**PAGE EXCERPT:**
Tinche avatar Dec 27 '21 17:12 Tinche

I am not sure if we could really evaluate the ForwardRefs, as it would probably trigger the hashing issue with recursive types. So I guess we need to keep the ForwardRefs unevaluated.

Actually we have two issues, one which I did not think about when I wrote my last comment. There may be two types of same name (say YY) in two modules. Now depending in which module the ForwardRef is created, it refers to different types. This is clear, but when we cannot evaluate the Refs we need to keep the text and find another way to resolve the ambiguity. And registering hooks for the ForwardRef may generate clashes, as same object may semantically refer to different types. One solution could be to change the ForwardRef to include module Information. So not 'YY' but 'package.module.YY'. Then ForwardRefs could be resolved automatically inside cattrs, perhaps inside a generator factory hook. Also ForwardRefs would also be unique and there would not be any clashes wihen registering hooks for ForwardRefs.

I also have an idea how to automatically add the module Information to forwardrefs but that I need to try out first. I will report in the next days.

aha79 avatar Dec 28 '21 12:12 aha79

@aha79 I think we can evaluate ForwardRefs without causing the recursive issue. An example:

import typing

from cattr import GenConverter

YY = typing.List[typing.Tuple[typing.Optional[typing.ForwardRef("YY")], int]]
YY.__args__[0].__args__[0].__args__[0]._evaluate(globals(), locals(), set())

c = GenConverter()
c.register_structure_hook_func(
    lambda t: t.__class__ is typing.ForwardRef,
    lambda v, t: c.structure(v, t.__forward_value__),
)

print(c.structure([([(None, 1)], 0)], YY))
[([(None, 1)], 0)]

Tinche avatar Dec 28 '21 14:12 Tinche

@Tinche I think this is a workable solution.

Sidenote: You do not need to explicitly construct ForwardRef, this is done automatically :-). Just write Optional['YY']

However if we accept explicitly calling ForwardRef, we could also pass the module parameter (e.g. ForwardRef('YY', module=__name__)) .

Then we can pass None to the globals and locals and it still works.

YY = typing.List[typing.Tuple[typing.Optional[typing.ForwardRef("YY", module=__name__)], int]] 
YY.__args__[0].__args__[0].__args__[0]._evaluate(None, None, set())   # <- this could be done inside of cattr

Evaluation could be done inside of cattr. No explicit evaluation by user is necessary, just the module parameter must be given!

However, there two minor drawbacks. These are:

  • (probably a Python bug) Python has the issue that it does not respect the module parameter in the caching mechanism in the typing module.

     ZZ = typing.Optional['YY']
     class Test:
         zz: ZZ
     YY = int
    
     get_type_hints(Test)    # this creates a cache entry of Optional[ForwardRef('YY')], i.e. without module parameter
    
     YY = typing.List[typing.Tuple[typing.Optional[typing.ForwardRef("YY", module=__name__)], int]]    
    
     print( YY.__args__[0].__args__[0].__args__[0].__forward_module__ )  
     #  ->  None   (correct would be the value of __name__)

(Dataset entries)
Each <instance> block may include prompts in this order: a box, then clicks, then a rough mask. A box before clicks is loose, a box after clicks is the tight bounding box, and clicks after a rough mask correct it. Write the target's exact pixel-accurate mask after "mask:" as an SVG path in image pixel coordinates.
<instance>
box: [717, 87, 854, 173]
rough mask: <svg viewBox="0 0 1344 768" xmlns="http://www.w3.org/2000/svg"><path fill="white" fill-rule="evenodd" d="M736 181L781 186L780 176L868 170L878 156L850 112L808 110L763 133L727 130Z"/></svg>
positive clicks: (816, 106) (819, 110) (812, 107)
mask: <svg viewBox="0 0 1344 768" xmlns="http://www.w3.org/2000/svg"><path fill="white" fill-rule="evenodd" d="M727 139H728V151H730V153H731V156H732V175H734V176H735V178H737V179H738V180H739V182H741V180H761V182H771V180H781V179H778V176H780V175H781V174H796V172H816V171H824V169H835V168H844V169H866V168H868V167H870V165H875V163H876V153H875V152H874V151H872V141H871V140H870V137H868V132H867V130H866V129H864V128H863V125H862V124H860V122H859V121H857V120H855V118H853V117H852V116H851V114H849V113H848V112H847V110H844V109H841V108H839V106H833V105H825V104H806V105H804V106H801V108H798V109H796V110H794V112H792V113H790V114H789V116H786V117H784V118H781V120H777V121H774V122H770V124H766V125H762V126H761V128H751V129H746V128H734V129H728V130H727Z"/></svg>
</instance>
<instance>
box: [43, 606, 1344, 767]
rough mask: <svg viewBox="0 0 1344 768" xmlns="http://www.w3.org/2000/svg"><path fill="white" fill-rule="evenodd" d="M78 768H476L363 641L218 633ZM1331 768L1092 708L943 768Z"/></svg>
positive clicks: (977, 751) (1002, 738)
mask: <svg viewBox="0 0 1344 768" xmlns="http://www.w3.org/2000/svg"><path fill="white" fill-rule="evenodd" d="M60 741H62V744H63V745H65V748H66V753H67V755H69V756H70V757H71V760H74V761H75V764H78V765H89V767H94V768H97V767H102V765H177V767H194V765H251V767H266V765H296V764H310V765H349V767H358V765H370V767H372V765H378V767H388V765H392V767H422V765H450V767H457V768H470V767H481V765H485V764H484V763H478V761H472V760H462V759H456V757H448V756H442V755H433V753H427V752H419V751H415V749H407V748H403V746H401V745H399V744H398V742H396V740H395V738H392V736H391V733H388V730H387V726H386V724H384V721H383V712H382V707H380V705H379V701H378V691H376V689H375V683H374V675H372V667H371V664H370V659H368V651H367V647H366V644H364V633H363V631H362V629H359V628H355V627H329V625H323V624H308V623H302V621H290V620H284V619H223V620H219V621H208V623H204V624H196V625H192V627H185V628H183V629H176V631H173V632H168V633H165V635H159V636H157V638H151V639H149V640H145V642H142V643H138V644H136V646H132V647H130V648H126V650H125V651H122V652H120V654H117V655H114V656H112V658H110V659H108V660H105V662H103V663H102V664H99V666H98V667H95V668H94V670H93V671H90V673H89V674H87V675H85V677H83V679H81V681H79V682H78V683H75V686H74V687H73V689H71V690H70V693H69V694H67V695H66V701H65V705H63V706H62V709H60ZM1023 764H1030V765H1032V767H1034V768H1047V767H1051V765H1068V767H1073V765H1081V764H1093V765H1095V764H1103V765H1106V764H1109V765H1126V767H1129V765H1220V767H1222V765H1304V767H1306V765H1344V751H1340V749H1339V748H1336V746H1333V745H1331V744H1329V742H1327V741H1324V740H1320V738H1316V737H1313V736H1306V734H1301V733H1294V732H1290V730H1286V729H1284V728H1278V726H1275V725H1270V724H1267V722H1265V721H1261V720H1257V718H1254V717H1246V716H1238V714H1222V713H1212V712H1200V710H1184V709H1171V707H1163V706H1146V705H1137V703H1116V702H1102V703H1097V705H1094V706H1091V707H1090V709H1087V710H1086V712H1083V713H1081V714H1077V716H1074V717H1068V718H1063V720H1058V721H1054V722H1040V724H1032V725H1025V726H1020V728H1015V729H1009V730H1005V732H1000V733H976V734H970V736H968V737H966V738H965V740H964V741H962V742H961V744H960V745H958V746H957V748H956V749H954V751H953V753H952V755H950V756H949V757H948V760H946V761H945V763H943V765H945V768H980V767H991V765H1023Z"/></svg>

**TASK 1:** Reproduce the ForwardRef discussion from "from cattr import" up to and including "c = GenConverter()".
**TASK 2:** In the records, rewrite the lines from the line with "</instance>" up to and including the line with "positive clicks: (977, 751) (1002, 738)", replacing "rough mask" with "coarse mask" and leaving everything else unchanged. Give only those lines.
The records are not connected to the ForwardRef discussion.

**OUTPUT 1:**
from cattr import GenConverter

YY = typing.List[typing.Tuple[typing.Optional[typing.ForwardRef("YY")], int]]
YY.__args__[0].__args__[0].__args__[0]._evaluate(globals(), locals(), set())

c = GenConverter()

**OUTPUT 2:**
</instance>
<instance>
box: [43, 606, 1344, 767]
coarse mask: <svg viewBox="0 0 1344 768" xmlns="http://www.w3.org/2000/svg"><path fill="white" fill-rule="evenodd" d="M78 768H476L363 641L218 633ZM1331 768L1092 708L943 768Z"/></svg>
positive clicks: (977, 751) (1002, 738)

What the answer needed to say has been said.